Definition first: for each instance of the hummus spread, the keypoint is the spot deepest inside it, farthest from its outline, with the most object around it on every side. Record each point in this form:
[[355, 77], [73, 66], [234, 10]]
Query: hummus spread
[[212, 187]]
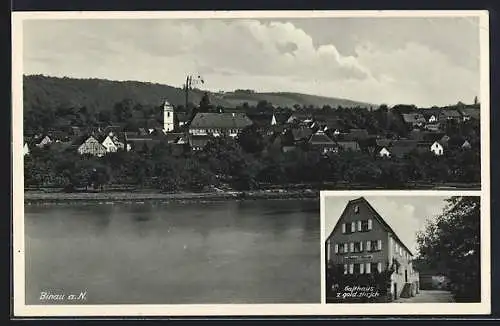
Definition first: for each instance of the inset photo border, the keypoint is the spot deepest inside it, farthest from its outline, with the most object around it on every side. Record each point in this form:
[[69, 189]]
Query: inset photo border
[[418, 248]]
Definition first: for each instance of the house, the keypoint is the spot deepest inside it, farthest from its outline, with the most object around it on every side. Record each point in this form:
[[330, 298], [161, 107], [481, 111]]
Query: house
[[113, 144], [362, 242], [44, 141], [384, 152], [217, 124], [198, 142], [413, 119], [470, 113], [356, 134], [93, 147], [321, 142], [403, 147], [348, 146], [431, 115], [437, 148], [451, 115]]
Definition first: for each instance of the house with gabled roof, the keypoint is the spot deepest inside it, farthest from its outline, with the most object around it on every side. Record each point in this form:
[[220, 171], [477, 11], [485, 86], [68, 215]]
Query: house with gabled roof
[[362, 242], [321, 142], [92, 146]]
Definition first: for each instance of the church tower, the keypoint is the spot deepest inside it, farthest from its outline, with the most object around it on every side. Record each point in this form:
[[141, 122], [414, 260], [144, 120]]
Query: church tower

=======

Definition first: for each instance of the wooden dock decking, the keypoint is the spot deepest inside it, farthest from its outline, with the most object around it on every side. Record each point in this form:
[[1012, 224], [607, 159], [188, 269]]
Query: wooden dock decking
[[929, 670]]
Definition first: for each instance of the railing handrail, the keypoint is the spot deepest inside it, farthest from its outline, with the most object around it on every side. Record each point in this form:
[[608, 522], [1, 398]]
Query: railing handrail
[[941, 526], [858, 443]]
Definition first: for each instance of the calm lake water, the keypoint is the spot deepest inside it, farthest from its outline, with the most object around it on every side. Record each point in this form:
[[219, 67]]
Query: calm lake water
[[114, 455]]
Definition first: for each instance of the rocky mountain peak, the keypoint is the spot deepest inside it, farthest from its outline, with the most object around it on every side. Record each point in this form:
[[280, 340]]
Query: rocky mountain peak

=======

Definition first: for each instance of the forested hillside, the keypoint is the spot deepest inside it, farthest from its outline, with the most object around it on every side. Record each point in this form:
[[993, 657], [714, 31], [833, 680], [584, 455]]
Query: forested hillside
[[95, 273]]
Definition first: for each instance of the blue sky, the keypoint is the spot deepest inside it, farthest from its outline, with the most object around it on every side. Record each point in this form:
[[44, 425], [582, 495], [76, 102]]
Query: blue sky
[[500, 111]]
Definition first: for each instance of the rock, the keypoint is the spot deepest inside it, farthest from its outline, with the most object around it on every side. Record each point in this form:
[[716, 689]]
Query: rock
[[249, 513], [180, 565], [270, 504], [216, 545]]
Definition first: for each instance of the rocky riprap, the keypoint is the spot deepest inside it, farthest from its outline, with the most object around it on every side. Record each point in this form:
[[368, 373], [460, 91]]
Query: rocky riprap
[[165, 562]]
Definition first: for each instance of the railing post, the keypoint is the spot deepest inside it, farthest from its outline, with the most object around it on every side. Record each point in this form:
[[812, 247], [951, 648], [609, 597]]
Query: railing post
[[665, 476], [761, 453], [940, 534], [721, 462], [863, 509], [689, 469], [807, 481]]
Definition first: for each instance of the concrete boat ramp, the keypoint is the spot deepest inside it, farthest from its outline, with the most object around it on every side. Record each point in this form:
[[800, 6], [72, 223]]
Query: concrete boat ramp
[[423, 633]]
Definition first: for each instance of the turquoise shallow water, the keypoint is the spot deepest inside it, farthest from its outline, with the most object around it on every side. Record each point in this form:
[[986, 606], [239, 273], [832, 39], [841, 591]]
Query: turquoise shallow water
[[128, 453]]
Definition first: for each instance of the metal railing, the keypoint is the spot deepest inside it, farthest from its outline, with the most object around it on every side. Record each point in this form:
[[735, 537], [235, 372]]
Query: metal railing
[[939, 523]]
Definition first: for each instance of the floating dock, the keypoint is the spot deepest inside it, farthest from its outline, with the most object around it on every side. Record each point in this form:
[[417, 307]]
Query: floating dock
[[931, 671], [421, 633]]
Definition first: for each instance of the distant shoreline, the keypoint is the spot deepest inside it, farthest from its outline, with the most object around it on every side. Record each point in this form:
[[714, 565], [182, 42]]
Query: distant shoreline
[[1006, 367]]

=======

▶ **EXERCISE BRIEF**:
Look through the lines above and collect those with the word "mountain".

▶ **TASK ANSWER**:
Definition first: for each instance of the rocky mountain peak, the keypoint is the spot deepest inside it, farthest from its outline, with the most object around it on every side. Record each point in this form:
Query: rocky mountain peak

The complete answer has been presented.